Excerpt:
<<<<
While in hospital with Covid-19 in October 2020, former president Donald Trump was so enamoured of the visual of him emerging from Walter Reed National Military Medical Centre and ripping his dress shirt open to reveal Superman’s iconic logo that he sent a campaign staffer on a shopping trip in search of a Superman t-shirt.
According to a copy of New York Times reporter Maggie Haberman’s new book, Confidence Man: The Making of Donald Trump and the Breaking of America, Mr Trump described the plan to associates while he was recovering from the coronavirus with the aid of not-yet-available monoclonal antibody treatments.
Ms Haberman explains that Mr Trump’s inspiration for the stunt was drawn from his recollection of watching singer James Brown throw his capes while onstage, and from his knowledge of professional wrestling.
>>>>
Supplied information:
<<<<
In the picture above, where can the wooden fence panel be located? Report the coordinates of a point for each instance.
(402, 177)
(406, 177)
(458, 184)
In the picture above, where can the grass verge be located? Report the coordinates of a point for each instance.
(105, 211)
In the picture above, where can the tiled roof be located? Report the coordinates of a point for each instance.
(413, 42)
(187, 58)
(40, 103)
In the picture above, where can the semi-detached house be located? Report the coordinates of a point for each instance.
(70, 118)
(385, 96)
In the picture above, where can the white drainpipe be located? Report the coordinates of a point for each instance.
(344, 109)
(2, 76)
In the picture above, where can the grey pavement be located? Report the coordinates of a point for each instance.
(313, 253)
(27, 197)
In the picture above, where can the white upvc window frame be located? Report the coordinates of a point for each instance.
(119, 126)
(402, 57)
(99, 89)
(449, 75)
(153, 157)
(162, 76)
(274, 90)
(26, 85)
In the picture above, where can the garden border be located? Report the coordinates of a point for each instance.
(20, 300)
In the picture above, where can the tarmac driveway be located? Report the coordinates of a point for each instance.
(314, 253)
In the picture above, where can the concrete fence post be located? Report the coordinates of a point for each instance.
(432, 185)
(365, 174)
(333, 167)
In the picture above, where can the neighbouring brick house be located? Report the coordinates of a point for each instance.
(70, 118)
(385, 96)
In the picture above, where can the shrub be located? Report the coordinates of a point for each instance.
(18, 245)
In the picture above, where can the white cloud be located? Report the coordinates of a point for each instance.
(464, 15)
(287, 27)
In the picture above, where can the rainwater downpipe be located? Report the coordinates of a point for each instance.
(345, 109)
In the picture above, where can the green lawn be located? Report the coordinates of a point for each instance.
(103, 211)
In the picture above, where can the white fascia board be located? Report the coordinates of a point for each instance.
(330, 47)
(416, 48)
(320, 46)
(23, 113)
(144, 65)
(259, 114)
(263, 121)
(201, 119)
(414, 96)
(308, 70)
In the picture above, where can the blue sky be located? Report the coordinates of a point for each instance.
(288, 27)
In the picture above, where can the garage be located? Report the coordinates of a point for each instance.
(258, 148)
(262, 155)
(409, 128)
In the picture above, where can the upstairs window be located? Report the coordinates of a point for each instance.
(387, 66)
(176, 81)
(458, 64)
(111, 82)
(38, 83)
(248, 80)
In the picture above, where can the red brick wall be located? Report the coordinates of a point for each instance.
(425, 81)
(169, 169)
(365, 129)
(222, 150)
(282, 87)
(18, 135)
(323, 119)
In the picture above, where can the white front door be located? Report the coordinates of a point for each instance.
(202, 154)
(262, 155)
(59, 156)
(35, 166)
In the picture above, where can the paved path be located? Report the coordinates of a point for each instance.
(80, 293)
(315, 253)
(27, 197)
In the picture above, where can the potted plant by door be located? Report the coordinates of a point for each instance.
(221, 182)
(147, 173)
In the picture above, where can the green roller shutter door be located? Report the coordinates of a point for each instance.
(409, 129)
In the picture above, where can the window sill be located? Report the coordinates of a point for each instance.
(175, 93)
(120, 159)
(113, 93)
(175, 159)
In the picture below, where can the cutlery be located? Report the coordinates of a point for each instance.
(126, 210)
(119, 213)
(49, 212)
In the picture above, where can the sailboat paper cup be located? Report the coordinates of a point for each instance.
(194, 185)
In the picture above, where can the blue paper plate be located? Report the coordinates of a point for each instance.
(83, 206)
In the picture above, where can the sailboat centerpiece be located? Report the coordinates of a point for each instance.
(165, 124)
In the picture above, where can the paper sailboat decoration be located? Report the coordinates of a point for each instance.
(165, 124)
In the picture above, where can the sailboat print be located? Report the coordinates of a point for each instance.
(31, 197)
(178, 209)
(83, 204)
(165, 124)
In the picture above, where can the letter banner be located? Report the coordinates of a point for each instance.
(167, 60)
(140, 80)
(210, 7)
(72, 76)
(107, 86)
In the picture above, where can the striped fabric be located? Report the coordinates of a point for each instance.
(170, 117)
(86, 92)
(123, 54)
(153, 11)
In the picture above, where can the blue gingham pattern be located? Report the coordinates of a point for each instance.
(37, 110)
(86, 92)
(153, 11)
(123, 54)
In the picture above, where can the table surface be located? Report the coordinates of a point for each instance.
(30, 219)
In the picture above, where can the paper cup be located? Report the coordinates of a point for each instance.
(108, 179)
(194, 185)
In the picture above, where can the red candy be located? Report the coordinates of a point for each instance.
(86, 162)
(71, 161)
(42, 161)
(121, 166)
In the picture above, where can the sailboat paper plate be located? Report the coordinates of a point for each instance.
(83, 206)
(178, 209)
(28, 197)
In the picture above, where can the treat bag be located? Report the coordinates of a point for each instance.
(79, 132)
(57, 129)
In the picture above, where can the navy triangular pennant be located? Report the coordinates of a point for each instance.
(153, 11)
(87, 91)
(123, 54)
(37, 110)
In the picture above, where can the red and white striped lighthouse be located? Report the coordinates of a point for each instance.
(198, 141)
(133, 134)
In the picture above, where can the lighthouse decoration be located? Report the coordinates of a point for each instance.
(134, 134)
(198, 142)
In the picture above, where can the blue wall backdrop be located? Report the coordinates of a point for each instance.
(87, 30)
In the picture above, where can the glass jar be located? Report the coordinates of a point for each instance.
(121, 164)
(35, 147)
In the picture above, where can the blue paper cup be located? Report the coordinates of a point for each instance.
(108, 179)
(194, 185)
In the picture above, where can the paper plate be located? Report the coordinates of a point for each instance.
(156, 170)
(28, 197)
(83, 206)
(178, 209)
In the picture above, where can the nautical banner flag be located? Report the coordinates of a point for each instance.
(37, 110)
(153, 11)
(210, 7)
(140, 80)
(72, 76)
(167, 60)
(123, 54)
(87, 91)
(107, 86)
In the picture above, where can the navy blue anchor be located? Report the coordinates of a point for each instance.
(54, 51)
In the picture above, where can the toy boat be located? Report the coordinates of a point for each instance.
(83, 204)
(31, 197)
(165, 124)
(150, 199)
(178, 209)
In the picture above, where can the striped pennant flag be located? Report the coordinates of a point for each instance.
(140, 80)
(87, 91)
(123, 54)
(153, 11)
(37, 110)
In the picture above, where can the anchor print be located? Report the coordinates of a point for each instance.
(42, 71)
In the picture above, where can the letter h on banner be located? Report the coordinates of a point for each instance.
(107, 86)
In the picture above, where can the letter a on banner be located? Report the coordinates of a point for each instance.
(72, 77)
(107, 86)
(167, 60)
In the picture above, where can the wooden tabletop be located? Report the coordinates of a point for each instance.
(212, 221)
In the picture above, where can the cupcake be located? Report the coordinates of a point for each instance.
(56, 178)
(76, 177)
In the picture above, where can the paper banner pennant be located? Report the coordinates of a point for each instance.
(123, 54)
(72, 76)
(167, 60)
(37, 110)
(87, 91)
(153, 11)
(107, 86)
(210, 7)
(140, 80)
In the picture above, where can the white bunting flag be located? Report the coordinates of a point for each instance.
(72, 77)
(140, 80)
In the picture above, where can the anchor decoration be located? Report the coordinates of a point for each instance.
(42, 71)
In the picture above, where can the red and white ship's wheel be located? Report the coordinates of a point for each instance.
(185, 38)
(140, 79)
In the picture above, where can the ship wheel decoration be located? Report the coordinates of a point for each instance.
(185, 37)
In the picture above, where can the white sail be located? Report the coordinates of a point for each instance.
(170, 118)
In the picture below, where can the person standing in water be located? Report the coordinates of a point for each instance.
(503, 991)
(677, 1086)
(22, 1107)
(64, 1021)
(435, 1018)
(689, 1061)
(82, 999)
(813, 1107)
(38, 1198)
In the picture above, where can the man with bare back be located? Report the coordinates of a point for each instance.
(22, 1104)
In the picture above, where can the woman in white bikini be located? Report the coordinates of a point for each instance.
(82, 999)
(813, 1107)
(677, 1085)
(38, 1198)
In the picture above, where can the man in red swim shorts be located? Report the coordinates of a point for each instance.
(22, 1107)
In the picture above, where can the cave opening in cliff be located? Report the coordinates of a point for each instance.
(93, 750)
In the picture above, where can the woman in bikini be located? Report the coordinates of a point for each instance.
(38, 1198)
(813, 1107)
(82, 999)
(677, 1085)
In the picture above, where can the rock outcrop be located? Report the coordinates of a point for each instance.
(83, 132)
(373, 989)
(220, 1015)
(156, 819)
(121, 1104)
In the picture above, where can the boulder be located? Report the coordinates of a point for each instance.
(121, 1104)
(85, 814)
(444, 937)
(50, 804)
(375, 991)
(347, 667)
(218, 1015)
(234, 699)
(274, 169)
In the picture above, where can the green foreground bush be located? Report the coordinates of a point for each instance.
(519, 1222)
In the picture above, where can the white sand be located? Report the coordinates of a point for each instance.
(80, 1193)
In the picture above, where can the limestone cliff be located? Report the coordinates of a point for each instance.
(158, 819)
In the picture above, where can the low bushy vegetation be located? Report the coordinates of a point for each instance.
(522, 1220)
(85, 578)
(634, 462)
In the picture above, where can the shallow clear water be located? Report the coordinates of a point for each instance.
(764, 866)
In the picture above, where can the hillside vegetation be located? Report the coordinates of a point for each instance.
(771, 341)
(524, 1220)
>>>>
Task instructions:
(A) According to the text about Trump's hospital stay, why did he send a campaign staffer to find a Superman t-shirt? Answer in one to three sentences.
(B) Continue the text about Trump's hospital stay from its last sentence.
The records have no connection to the text about Trump's hospital stay.

Replies:
(A) He was so taken with the visual of himself emerging from Walter Reed and ripping open his dress shirt to reveal Superman's logo that he wanted a Superman t-shirt for the stunt. The text says his inspiration came from remembering singer James Brown throwing his capes onstage and from his knowledge of professional wrestling.

(B)
“He would be wheeled out of Walter Reed in a chair and, once outdoors, he would dramatically stand up, then open his button-down dress shirt to reveal the Superman logo beneath it, she wrote.
The Times scribe added that Mr Trump was so intent on carrying out the plan that he told his re-election campaign to dispatch staffer Max Miller to a Virginia big box store in hopes of purchasing a shirt depicting the superhero’s S-shaped symbol, which according to DC Comics canon is the crest of Superman’s birth family, the House of El.